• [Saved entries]
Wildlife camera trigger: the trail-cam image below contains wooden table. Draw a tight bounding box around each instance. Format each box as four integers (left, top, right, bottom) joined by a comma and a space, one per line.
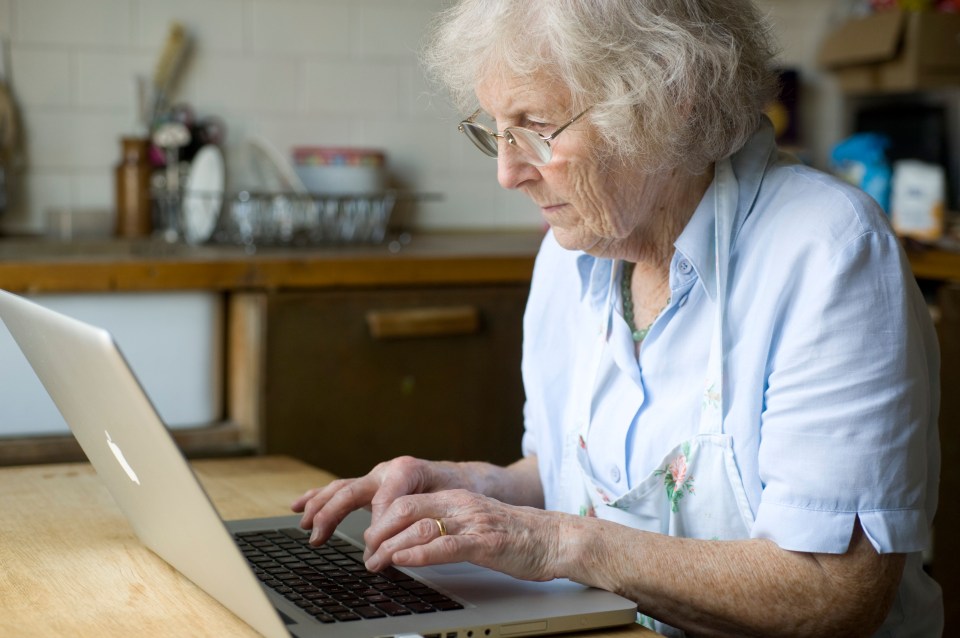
0, 455, 656, 638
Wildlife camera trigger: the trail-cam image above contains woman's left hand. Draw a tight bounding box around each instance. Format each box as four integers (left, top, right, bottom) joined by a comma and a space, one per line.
361, 488, 562, 582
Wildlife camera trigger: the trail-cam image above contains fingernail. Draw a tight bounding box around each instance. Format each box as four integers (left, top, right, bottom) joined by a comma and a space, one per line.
365, 557, 380, 572
310, 528, 320, 544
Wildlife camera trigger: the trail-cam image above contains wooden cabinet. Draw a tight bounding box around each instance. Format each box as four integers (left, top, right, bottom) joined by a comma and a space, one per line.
934, 283, 960, 634
260, 285, 529, 478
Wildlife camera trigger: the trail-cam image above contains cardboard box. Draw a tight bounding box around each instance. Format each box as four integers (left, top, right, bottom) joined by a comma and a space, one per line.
818, 9, 960, 94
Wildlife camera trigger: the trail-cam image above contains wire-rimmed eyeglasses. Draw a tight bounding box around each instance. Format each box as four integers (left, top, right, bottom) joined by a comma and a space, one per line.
457, 107, 591, 167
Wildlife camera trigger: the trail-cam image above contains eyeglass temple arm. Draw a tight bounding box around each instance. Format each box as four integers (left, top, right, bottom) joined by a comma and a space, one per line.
541, 107, 591, 142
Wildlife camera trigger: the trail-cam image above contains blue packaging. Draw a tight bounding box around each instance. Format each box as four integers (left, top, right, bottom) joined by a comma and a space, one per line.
830, 133, 893, 213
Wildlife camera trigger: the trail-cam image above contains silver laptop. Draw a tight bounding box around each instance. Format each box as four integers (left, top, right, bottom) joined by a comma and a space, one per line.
0, 289, 637, 638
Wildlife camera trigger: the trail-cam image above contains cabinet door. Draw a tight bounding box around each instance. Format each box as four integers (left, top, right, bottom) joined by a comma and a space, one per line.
936, 283, 960, 636
263, 286, 528, 478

• [PROBLEM DETAILS] A word-for-word copy of the entries above is what is needed, without any images.

• [SOLUTION TO THIS EXERCISE]
Wildlife camera trigger: the trail-cam image below contains wooden table. Draw a tight bounding box around each instance. Format each box as four integers (left, top, right, bottom) joined by a comma and a space, one per line.
0, 455, 656, 638
Wildlife camera trigger: the trail-cam image above contains woman's left hand. Draw a tight bounding box around each instance. Format each box as four integers (left, top, right, bottom) joined by a comma and a space, one per line.
361, 488, 562, 582
Wildlife camera trigger: the trail-cam image above contains fingernail. Draw a tight bounding box around each instance. Format each box as four integers (left, top, right, bottom) joined by a comma and a space, one per line.
365, 557, 380, 572
310, 528, 320, 544
Wildlife camera trigger: the trail-cam image above contains wooden cabinet. Draw a tight bounding box around each instance. Format each box as four integers (left, top, right, bottom) joined by a comma and a space, one per line.
934, 283, 960, 634
260, 285, 529, 478
Wildlife camera trigger: the trail-cam image above contains cardboard box. Draw a tight bounding box around each instance. Format each box as four integers (left, top, right, bottom) joined by a comma and a space, one per line.
818, 9, 960, 94
Wildlife camera trigger: the trail-cam image above contains wire-rimmed eyeglasses. Draw a tight bounding box around each instance. Format each box as four integers (left, top, right, bottom) joined by a comma and a space, one per line.
457, 107, 591, 167
Wildlife camera trigger: the trail-cam image above contains eyeglass temple arm. Draw a tight bounding box around each instance. Format each box as four integers (left, top, right, bottom) joined by a comma and a space, one per line.
541, 107, 591, 142
Wildlife camera trigger: the trail-cam image above contains blue packaging. Draw a tight bounding box around each instance. Format each box as four integers (left, top, right, bottom) joined by a comma and a space, one per line.
830, 133, 893, 213
Wildlife camera trigger: the trail-cam image above contains silver laptop. Draw a tight bounding box around each instance. Format each box as four integers (left, top, right, bottom) joined by a comma and a space, one per line.
0, 289, 637, 638
Wildlife camera trigger: the trail-cam image above contains cabinet door. Draw a tight bounding box around each instance. Format each box as four integers (left, top, right, bottom) joined by a comma and a space, one per line.
936, 283, 960, 636
263, 286, 528, 478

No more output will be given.